- _OEFENTEKST_:
------------------------------------------------
Maar daarna wordt het boek serieuzer. Regelmatig pleit Van der Werf voor een beter vangnet voor kwetsbare leerlingen in het onderwijs en de humor wordt wranger en cynischer. Maar het boek is niet alleen een aanklacht tegen de fouten binnen het onderwijs. Het is ook een psychologisch boek waarin de lezer probeert vat te krijgen op de bagage die Josie met zich meesleept. Ze woont in het huis van haar overleden grootvader, waar ze niets aan de inrichting durft te veranderen. Als dochter van twee hoogbegaafde, succesvolle ouders die zelden tijd hebben voor hun ‘middelmatige’ dochter probeert ze wanhopig zelfvertrouwen te halen uit de weinige herinneringen die haar wel steun bieden. De droomfabriek is ook een moreel boek waarin niemand enkel is wie hij oorspronkelijk lijkt. De cynische, discriminerende leerkracht blijkt ook een gepassioneerd mens die wanhopig blijft dromen van een betere aanpak van kwetsbare leerlingen, maar daar eigenlijk niet meer in gelooft. Ook de andere bijfiguren blijken niet altijd eenduidig goed of slecht te zijn. Regelmatig moet de lezer zijn idee omgooien of nuanceren. Van der Werf laat zijn lezer werken als die probeert een totaalbeeld van Josie en Carmen te krijgen. Zijn twee hoofdpersonages zijn absoluut niet eenduidig in een hokje te plaatsen. De eenzame Josie die zo graag nodig wil zijn voor iemand en de wilde, jonge Carmen die geen grenzen kent: Wie controleert nu eigenlijk wie? Wanneer gaat iets te ver en wie bepaalt dat dan? Is iets een fout als het uit liefde gebeurt?

De dialogen in het boek zijn zeer realistisch en geloofwaardig. Ze scheppen in een oogwenk de chaos van een klaslokaal of de totale eenzaamheid als twee mensen langs elkaar heen praten.

‘Zeg dat het goed met je gaat. Zeg dat even.’

En als het niet goed gaat? Wat ga je dan doen mam? Kom je dan helemaal uit Amerika met je superkrachten om me te redden?

‘Het gaat goed.’

‘Ik hou van je. ‘

‘Ja.’

‘Hoor je dat?’

‘Ja, ik hoor het.’

De droomfabriek biedt geen pasklare antwoorden. Wel is het een pleidooi voor meer begrip, meer inlevingsvermogen, meer tijd om echt naar elkaar te kijken en te luisteren, en minder te oordelen. Het boek slaagt erin om die boodschap overtuigend te brengen zonder melig te worden. Dat maakt het een knappe en waardevolle leeservaring.

Met dank aan Uitgeverij Atlas Contact en De Club van Echte Lezers voor het recensie-exemplaar.

maandag 29 augustus 2022

 Mijn redactionele recensie van dit kleurrijke en spannende boek staat vanaf nu op #hebban


Spanning, manipulatie en wraak in een kleurrijke setting

 

‘Onrust’ betekent het Nigeriaanse woord ‘Wahala’. De term dekt absoluut de lading in de gelijknamige debuutroman van de Brits-Nigeriaanse Nikki May. Carolien Metaal verzorgde de Nederlandse vertaling ervan voor uitgeverij Ambo/Anthos.
------------------------------------------------
- _MAAK DE OPDRACHTEN_:
(a) Schrijf de passage uit de oefentekst over van "De dialogen in" tot en met "elkaar heen praten.".
(b) Beantwoord de volgende vragen op basis van de oefentekst.
(i) In wiens huis woont Josie?
(ii) Welke uitgeverij wordt bedankt voor het recensie-exemplaar?
(iii) Wie verzorgde de Nederlandse vertaling van Wahala?
(c) Noem alles waarvoor De droomfabriek volgens de oefentekst een pleidooi is.
------------------------------------------------
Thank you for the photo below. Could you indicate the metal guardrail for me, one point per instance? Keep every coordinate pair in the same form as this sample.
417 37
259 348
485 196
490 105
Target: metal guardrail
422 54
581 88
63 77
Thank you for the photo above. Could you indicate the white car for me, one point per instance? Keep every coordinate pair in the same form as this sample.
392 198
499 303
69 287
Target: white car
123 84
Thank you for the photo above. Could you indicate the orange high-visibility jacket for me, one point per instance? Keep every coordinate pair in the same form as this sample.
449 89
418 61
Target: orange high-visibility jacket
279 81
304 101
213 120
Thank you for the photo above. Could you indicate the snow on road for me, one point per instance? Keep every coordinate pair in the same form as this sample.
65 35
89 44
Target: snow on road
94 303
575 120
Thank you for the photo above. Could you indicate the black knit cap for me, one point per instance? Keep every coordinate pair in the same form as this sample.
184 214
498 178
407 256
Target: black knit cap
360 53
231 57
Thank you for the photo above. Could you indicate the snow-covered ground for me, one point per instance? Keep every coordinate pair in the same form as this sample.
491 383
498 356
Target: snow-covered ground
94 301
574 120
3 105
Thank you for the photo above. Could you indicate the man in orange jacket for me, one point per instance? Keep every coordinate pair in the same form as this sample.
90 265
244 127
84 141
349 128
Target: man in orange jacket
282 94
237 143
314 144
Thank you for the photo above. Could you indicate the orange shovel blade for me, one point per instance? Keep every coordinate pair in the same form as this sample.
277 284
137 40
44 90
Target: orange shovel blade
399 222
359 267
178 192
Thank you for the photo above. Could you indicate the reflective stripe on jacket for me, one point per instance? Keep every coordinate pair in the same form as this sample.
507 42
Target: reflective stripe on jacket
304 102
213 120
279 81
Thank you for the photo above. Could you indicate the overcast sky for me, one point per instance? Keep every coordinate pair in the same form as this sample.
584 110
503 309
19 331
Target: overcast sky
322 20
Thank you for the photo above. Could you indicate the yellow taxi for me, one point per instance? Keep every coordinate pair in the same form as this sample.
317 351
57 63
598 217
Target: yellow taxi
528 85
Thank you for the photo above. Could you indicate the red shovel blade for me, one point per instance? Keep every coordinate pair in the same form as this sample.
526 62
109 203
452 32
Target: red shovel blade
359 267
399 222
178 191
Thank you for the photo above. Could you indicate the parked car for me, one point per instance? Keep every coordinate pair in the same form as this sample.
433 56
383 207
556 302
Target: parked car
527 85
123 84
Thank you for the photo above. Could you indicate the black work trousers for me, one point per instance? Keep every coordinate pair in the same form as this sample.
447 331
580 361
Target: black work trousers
------------------------------------------------
- _SCHRIFTELIJKE ANTWOORDEN_:
(a)
De dialogen in het boek zijn zeer realistisch en geloofwaardig. Ze scheppen in een oogwenk de chaos van een klaslokaal of de totale eenzaamheid als twee mensen langs elkaar heen praten.

(b)
(i) In het huis van haar overleden grootvader.
(ii) Uitgeverij Atlas Contact.
(iii) Carolien Metaal.

(c)
- meer begrip
- meer inlevingsvermogen
- meer tijd om echt naar elkaar te kijken en te luisteren
- minder te oordelen